Quoted passage
I just bought vials of anti-e, -M and -N from Biotest. I haven't calibrated the droppers yet; I was more concerned that the anti-M expired last February! The other two barely have 6 months before outdating. We're a smaller lab and these aren't your heavy hitters like anti-K or -E. I'm not impressed at all with this.

comment_24389

That is a bad problem. Even bigger labs don't use the antisera that fast (unless they happen to do mass screening, but I don't know how common that is...).

comment_24458

Droppers for antisera and cells are not standardised - and don't claim to be. It is more than possible to have 10 bottles from the SAME lot of a reagent and each bottle dropper to dispense a different volume. People using droppers are not standardised either - so 10 different people using the same dropper can dispense 10 different volumes. If you want standarsiation you have to use a specific quantity, measured in ul rather than in drops

  • 5 weeks later...
comment_25381

There is a difference between manufacturers in how their droppers dispense.

The first issue is the angle the tech holds the dropper. I have tested the number of drops dispensed from various vials of Ortho, Immucor/Gamma and Biotest antigen typing antisera. All three show a significant difference in the number of drops dispensed. Ortho and Biotest run approximately 40% fewer drops if the tech holds the dropper at an angle. Immucor Gamma runs about a 20% difference. The issue with Biotest reagents is that they contain only 2ml in many of their products so it feels like you are blowing through reagents.

The second issue is whether the tech follows the IFU. Most IFU's call for one drop of sera with one drop of cell suspension. Techs trained back in the day before many of the newer, stronger reacting clones often will drop 2 drops instead of one. Dropping 2 drops more than negates the advantage of holding the dropper upright.

None of the manufacturers has a dropper that is right on 50ul. They are all slightly more than that. The closest I have seen is consistently in the mid 90 drops from a 5 ml vial. Regardless of your supplier you can probably make bigger gains in cost savings by simply working to reinforce good technique amongst your staff.

comment_25382

I know this is fairly obvious, but some of the Biotest anti sera only contain 2 ml per vial. Is this part of the problem?

Action item
Extract word for word the portion of the forum thread on antisera droppers that begins at "That is a bad" and stops after "common that is...).". Rely only on the forum thread above and draw on nothing else.

Entries provided
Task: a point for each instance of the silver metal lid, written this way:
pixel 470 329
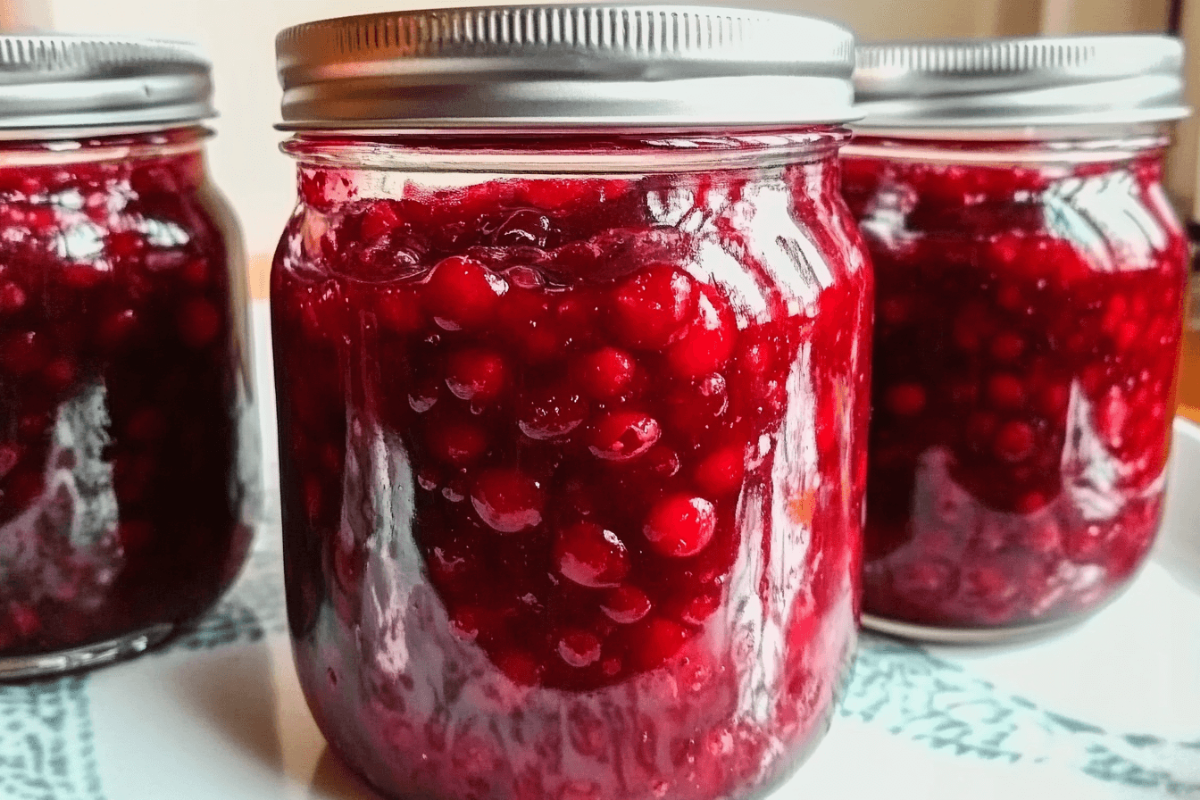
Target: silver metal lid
pixel 551 67
pixel 1021 82
pixel 100 82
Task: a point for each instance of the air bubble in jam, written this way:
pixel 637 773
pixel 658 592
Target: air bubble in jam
pixel 559 487
pixel 1029 328
pixel 125 477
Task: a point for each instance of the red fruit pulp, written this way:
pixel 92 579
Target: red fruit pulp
pixel 587 516
pixel 1029 326
pixel 125 482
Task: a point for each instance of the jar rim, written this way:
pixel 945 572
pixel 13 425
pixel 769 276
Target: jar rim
pixel 65 83
pixel 565 67
pixel 564 154
pixel 951 148
pixel 1044 82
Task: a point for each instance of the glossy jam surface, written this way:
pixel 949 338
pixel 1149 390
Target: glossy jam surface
pixel 1029 324
pixel 571 506
pixel 121 498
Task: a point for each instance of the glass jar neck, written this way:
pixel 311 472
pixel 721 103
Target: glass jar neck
pixel 159 143
pixel 1006 146
pixel 567 154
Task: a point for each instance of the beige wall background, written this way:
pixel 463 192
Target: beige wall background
pixel 239 35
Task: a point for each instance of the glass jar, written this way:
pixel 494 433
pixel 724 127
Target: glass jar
pixel 573 446
pixel 127 433
pixel 1029 320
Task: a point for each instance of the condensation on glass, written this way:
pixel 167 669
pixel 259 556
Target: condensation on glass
pixel 1031 280
pixel 573 435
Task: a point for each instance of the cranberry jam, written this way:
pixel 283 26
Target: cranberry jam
pixel 1029 319
pixel 129 449
pixel 573 398
pixel 573 471
pixel 121 501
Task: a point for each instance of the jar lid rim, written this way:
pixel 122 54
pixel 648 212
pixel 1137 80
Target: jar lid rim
pixel 577 66
pixel 64 82
pixel 1021 82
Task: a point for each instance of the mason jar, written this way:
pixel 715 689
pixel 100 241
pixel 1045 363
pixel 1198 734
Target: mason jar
pixel 127 432
pixel 571 371
pixel 1031 277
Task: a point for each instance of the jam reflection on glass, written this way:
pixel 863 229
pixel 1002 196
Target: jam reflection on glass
pixel 1029 323
pixel 571 505
pixel 120 495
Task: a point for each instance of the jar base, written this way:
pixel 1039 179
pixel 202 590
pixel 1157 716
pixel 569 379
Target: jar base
pixel 97 654
pixel 967 636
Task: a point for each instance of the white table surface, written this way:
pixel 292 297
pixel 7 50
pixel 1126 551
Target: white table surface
pixel 1109 709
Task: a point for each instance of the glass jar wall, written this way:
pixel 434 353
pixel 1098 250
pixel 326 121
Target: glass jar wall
pixel 571 464
pixel 129 440
pixel 127 457
pixel 1029 320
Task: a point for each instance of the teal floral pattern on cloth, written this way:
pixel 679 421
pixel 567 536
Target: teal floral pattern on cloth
pixel 46 743
pixel 46 734
pixel 915 695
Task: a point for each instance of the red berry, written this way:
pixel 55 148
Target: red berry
pixel 681 525
pixel 551 411
pixel 1006 391
pixel 475 376
pixel 461 293
pixel 721 473
pixel 1014 441
pixel 579 648
pixel 1007 347
pixel 623 435
pixel 12 298
pixel 658 639
pixel 591 555
pixel 520 667
pixel 905 400
pixel 23 353
pixel 625 605
pixel 59 373
pixel 708 342
pixel 605 373
pixel 648 311
pixel 399 310
pixel 456 440
pixel 117 329
pixel 379 220
pixel 508 500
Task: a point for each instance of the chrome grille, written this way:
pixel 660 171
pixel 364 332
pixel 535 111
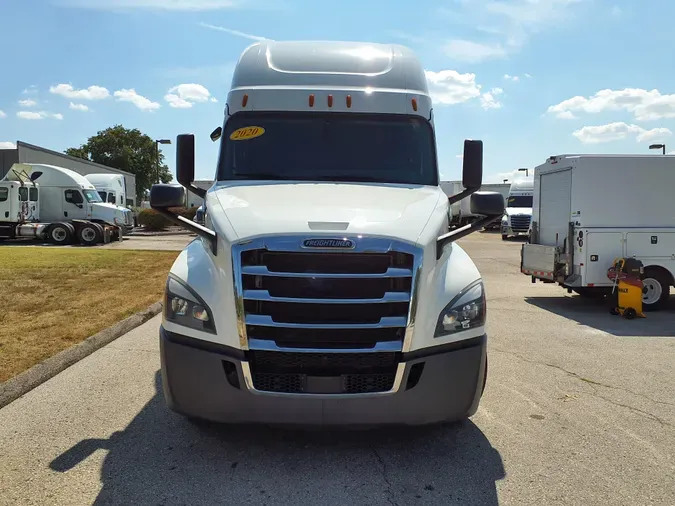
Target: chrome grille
pixel 299 301
pixel 520 222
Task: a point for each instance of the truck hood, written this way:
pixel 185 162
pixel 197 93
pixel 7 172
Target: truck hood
pixel 345 208
pixel 510 211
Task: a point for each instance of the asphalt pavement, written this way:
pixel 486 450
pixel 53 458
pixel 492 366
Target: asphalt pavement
pixel 579 410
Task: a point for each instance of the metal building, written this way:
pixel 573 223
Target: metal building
pixel 29 153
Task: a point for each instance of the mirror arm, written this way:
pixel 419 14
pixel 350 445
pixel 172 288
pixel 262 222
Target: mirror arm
pixel 200 192
pixel 461 195
pixel 193 227
pixel 457 234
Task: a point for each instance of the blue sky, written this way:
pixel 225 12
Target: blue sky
pixel 531 78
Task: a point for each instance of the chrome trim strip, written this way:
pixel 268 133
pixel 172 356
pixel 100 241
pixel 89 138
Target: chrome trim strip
pixel 266 345
pixel 264 295
pixel 262 320
pixel 261 270
pixel 248 379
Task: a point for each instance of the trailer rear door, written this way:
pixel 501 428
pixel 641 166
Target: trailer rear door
pixel 555 207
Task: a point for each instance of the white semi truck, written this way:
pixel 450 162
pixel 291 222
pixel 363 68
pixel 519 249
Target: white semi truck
pixel 111 188
pixel 589 210
pixel 59 205
pixel 518 213
pixel 324 287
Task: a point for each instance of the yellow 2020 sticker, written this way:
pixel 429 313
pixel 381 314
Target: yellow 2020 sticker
pixel 246 133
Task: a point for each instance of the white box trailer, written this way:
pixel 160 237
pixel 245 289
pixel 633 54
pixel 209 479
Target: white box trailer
pixel 460 212
pixel 589 210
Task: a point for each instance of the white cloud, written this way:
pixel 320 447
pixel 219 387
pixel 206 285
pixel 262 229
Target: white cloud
pixel 91 93
pixel 139 101
pixel 35 115
pixel 78 107
pixel 169 5
pixel 644 105
pixel 618 131
pixel 184 96
pixel 565 115
pixel 472 52
pixel 449 87
pixel 232 32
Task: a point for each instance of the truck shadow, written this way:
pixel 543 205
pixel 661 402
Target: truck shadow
pixel 160 458
pixel 595 313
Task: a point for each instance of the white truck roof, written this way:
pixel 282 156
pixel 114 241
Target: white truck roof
pixel 525 184
pixel 51 175
pixel 106 179
pixel 377 78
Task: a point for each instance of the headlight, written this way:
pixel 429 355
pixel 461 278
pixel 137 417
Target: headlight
pixel 184 307
pixel 466 311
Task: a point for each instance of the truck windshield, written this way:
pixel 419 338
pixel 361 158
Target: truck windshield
pixel 92 196
pixel 519 201
pixel 328 147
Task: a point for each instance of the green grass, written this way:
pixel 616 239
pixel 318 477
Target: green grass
pixel 53 298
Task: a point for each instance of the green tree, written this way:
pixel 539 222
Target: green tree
pixel 128 150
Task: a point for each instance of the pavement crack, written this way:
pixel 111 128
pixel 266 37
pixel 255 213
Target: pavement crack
pixel 594 384
pixel 385 477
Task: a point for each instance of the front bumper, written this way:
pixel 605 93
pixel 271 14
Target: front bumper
pixel 209 381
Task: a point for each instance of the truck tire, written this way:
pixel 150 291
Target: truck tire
pixel 59 234
pixel 101 231
pixel 656 291
pixel 88 234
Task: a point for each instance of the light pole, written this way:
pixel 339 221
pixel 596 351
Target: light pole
pixel 658 146
pixel 157 143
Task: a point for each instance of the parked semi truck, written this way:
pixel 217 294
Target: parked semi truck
pixel 589 210
pixel 325 287
pixel 59 205
pixel 518 212
pixel 111 188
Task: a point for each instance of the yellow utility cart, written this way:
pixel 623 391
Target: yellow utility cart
pixel 627 276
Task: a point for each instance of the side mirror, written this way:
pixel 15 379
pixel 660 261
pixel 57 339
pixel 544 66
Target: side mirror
pixel 163 196
pixel 472 170
pixel 215 135
pixel 185 159
pixel 487 204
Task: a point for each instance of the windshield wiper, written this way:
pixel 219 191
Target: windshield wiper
pixel 262 175
pixel 361 179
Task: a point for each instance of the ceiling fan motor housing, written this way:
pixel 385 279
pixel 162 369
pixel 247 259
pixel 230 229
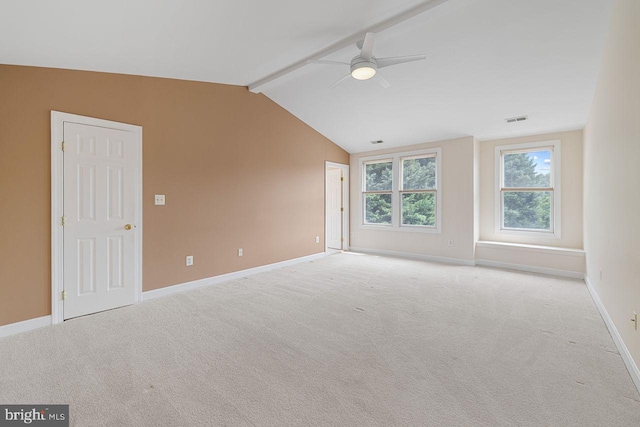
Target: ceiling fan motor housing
pixel 362 69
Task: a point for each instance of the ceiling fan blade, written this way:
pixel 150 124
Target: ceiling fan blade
pixel 340 81
pixel 367 47
pixel 387 62
pixel 322 61
pixel 379 78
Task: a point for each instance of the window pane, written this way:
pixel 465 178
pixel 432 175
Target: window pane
pixel 377 208
pixel 419 174
pixel 419 209
pixel 527 209
pixel 378 176
pixel 527 170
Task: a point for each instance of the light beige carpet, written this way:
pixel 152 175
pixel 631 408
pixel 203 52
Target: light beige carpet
pixel 349 340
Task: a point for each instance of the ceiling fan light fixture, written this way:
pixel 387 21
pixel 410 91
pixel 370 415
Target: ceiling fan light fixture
pixel 363 71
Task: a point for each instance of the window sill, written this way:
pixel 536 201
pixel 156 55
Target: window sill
pixel 530 233
pixel 404 229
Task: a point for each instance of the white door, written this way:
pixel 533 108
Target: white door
pixel 100 172
pixel 334 208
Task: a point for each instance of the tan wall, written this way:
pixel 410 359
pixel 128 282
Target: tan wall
pixel 612 175
pixel 237 171
pixel 571 191
pixel 457 206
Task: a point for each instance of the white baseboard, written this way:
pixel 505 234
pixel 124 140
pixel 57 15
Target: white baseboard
pixel 531 269
pixel 432 258
pixel 24 326
pixel 182 287
pixel 617 339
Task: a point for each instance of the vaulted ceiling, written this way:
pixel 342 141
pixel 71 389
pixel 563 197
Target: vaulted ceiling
pixel 486 59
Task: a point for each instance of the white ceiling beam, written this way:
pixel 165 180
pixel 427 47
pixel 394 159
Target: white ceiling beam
pixel 276 77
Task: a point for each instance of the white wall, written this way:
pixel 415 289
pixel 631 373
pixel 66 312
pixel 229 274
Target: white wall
pixel 612 176
pixel 457 207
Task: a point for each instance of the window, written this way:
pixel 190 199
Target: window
pixel 378 185
pixel 401 191
pixel 528 188
pixel 418 193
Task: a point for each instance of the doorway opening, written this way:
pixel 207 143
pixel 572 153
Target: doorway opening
pixel 96 215
pixel 336 207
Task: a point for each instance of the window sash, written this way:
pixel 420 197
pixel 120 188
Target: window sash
pixel 417 157
pixel 435 208
pixel 396 193
pixel 376 162
pixel 529 190
pixel 524 151
pixel 364 209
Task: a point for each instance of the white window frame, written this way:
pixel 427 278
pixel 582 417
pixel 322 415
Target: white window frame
pixel 556 161
pixel 396 206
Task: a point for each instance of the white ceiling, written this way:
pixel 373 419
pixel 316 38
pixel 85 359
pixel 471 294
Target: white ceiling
pixel 486 59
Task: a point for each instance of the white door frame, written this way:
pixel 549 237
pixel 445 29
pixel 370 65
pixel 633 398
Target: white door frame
pixel 345 204
pixel 57 189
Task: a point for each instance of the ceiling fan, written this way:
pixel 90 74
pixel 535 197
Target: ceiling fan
pixel 365 66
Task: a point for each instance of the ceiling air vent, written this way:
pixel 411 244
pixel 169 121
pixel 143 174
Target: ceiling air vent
pixel 516 119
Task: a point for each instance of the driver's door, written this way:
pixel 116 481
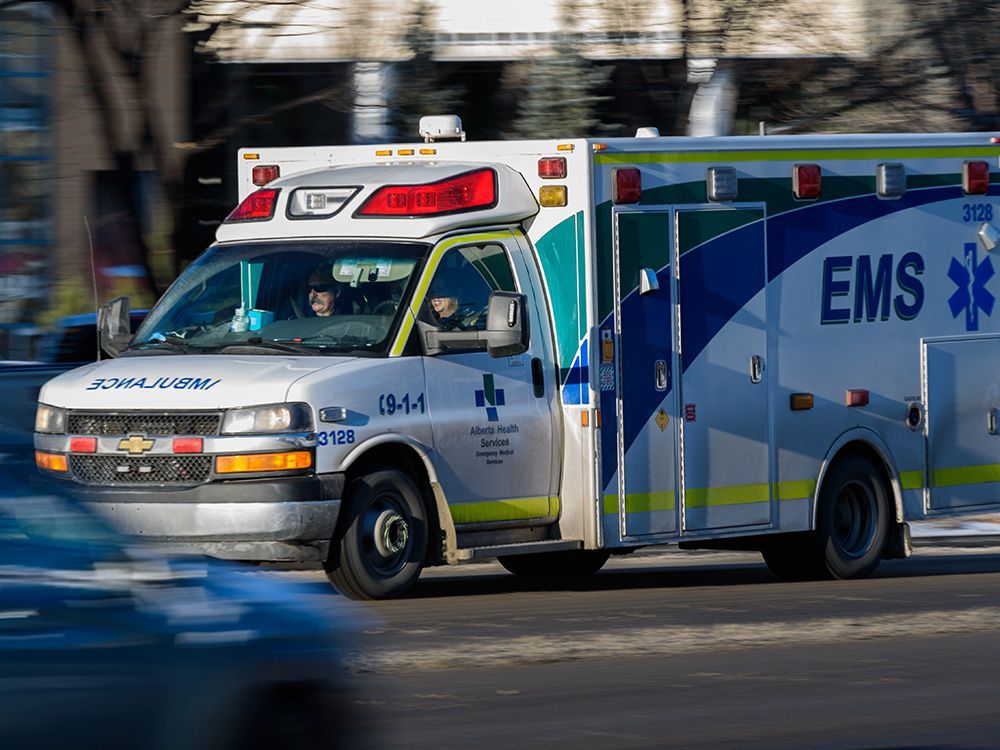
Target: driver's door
pixel 491 424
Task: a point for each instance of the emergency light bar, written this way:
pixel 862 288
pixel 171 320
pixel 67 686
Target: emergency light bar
pixel 466 192
pixel 319 203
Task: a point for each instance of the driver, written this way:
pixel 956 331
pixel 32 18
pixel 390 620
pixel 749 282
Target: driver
pixel 323 292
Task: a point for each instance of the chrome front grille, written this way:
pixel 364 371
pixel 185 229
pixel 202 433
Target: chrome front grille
pixel 144 423
pixel 105 469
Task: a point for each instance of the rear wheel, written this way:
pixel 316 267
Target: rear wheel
pixel 382 550
pixel 853 522
pixel 852 527
pixel 577 563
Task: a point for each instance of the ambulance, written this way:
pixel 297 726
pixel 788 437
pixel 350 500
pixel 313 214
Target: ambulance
pixel 548 352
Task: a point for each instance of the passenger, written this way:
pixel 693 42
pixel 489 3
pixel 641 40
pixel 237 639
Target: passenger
pixel 444 307
pixel 323 292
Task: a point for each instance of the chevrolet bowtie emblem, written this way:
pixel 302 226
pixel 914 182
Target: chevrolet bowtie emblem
pixel 135 444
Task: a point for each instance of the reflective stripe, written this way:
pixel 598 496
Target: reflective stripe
pixel 645 502
pixel 682 157
pixel 432 263
pixel 504 510
pixel 961 475
pixel 735 495
pixel 911 480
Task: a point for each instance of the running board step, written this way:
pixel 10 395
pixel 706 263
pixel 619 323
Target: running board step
pixel 524 548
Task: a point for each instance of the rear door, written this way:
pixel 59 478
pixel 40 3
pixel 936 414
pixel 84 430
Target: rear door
pixel 723 382
pixel 646 361
pixel 962 392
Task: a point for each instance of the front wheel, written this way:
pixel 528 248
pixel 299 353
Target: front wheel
pixel 382 550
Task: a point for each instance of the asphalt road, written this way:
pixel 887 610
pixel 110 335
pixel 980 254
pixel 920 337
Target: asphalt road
pixel 691 650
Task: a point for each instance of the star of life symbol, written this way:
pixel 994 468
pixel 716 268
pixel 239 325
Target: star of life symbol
pixel 972 294
pixel 490 397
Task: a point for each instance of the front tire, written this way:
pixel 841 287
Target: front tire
pixel 382 550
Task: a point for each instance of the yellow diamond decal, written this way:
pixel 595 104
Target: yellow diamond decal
pixel 662 419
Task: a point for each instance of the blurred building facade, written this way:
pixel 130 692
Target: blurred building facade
pixel 119 133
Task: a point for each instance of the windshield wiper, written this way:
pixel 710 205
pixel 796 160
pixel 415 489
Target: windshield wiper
pixel 280 346
pixel 173 343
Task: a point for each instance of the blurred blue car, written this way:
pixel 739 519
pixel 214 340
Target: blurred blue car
pixel 104 645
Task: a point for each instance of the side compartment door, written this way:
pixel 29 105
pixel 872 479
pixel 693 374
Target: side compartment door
pixel 490 417
pixel 724 392
pixel 646 397
pixel 962 393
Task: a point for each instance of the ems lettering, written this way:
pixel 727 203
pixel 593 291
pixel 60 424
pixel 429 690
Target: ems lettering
pixel 869 289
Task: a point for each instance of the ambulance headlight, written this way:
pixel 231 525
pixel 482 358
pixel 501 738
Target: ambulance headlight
pixel 50 419
pixel 268 419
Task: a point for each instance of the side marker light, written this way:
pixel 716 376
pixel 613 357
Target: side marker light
pixel 552 195
pixel 801 401
pixel 856 397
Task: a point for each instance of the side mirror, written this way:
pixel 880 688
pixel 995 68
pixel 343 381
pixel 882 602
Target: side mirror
pixel 113 329
pixel 507 331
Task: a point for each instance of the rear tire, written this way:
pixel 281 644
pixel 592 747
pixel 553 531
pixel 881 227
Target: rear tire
pixel 577 563
pixel 853 522
pixel 382 549
pixel 852 528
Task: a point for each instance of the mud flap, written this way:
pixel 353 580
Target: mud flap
pixel 899 545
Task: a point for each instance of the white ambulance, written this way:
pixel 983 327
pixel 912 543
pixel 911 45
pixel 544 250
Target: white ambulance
pixel 547 352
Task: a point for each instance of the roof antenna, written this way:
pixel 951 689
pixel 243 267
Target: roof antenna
pixel 93 279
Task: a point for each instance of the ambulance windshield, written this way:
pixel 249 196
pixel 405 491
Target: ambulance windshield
pixel 285 297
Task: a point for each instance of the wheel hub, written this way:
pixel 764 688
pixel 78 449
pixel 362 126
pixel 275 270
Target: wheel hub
pixel 392 533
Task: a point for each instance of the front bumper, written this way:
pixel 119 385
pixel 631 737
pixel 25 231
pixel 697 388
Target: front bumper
pixel 287 519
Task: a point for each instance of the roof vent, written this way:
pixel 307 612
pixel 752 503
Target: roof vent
pixel 441 128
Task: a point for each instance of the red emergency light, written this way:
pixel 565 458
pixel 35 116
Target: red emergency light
pixel 265 173
pixel 465 192
pixel 807 181
pixel 975 177
pixel 258 206
pixel 626 185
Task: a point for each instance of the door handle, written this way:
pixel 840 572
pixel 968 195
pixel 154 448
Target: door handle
pixel 537 377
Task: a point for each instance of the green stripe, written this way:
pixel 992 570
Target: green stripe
pixel 519 509
pixel 772 155
pixel 644 502
pixel 734 495
pixel 960 475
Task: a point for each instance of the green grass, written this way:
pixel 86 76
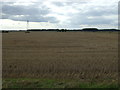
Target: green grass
pixel 53 83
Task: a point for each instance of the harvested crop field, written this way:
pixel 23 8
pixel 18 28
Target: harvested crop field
pixel 83 56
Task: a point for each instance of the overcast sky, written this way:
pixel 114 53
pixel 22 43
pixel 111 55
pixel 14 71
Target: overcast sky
pixel 58 14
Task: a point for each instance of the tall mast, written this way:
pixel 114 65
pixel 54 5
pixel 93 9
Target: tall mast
pixel 27 24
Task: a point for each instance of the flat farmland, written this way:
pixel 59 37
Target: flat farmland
pixel 80 56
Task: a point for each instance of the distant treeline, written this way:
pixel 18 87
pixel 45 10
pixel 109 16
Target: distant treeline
pixel 60 30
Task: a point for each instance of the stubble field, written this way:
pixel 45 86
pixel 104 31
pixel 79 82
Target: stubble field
pixel 81 56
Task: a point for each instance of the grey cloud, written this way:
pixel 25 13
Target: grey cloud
pixel 32 13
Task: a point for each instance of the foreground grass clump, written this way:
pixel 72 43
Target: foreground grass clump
pixel 54 83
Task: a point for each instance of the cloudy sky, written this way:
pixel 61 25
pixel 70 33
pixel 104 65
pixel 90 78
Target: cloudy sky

Response to the task
That is a bad problem. Even bigger labs don't use the antisera that fast (unless they happen to do mass screening, but I don't know how common that is...).